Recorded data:
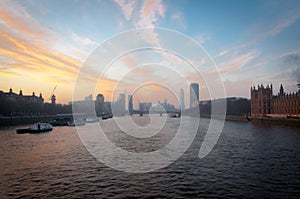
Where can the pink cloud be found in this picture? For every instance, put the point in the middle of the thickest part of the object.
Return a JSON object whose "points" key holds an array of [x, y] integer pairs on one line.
{"points": [[150, 13], [127, 7]]}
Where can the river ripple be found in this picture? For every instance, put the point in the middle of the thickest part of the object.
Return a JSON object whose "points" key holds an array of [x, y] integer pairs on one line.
{"points": [[248, 161]]}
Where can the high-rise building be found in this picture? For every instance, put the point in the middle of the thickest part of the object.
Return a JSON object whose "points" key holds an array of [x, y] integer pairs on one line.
{"points": [[99, 104], [181, 99], [130, 104], [194, 95]]}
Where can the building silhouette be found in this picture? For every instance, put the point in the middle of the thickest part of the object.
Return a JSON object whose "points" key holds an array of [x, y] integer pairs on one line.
{"points": [[18, 104], [264, 103], [181, 99], [194, 95], [118, 107], [130, 104], [99, 104]]}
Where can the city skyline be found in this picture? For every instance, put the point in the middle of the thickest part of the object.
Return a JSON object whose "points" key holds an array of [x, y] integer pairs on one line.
{"points": [[251, 42]]}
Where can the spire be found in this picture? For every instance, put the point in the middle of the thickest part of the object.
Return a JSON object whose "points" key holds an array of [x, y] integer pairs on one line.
{"points": [[281, 91]]}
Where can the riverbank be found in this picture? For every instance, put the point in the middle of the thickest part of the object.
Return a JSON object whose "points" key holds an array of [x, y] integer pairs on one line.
{"points": [[276, 120]]}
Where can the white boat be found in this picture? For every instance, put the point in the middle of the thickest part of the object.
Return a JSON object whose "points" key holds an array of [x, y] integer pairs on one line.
{"points": [[91, 120], [40, 127]]}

## Work to be completed
Reprint the data verbatim, pictures excluded.

## Result for this exercise
Where can the pink cloud be found in this picture? For every instance, put the point in the middle of the thickest part of the object.
Return a JSON object whose "points" key holds an array of [x, y] integer pairs on one line.
{"points": [[150, 13], [127, 7]]}
Where can the river ripple be found in this picture? For every instance, put the point in the middle of the thickest part of the object.
Return a JSON object whose "points" key holds an array of [x, y] integer pairs on one line.
{"points": [[248, 161]]}
Where can the high-rise building be found in this picture? For every instance, put the point in the middle of the thickest part of the object.
Return a JSON object whose "points" key holds an array of [x, y] integer pairs on one line.
{"points": [[99, 104], [181, 99], [130, 104], [194, 95]]}
Where can the building silhouette be found in this picture? For every instance, put the point in the middle of the thickest part of the object.
Return a JSON object whose "points" key holds an array of [x, y] integer pairs on one line.
{"points": [[18, 104], [264, 103], [181, 99], [194, 95], [118, 107], [130, 104], [99, 104]]}
Where can the city skyline be found in this picture? For every instance, put the point in the middle of the thickest part of the object.
Return a JSON object whose "points" key holds an array of [x, y] integer pairs on one line.
{"points": [[251, 42]]}
Where can the spire be found in this picture? For every instance, put the point in the middle of the thickest part of the object.
Return a JSON object whose "points" key holds an array of [x, y] integer pairs on one line.
{"points": [[281, 91]]}
Where can the riverbank be found in this picture? For every instance, put the point in the middle of the thickest part of the object.
Return a JSON object whose "points" key holds an array of [x, y] integer pairs on one line.
{"points": [[276, 120]]}
Where can the white boat be found in this picture? For every instance, put the point in the middle of the thickest part of the object.
Return a JSON object whose "points" key holds an array of [x, y] integer pairs on one line.
{"points": [[91, 120], [40, 127]]}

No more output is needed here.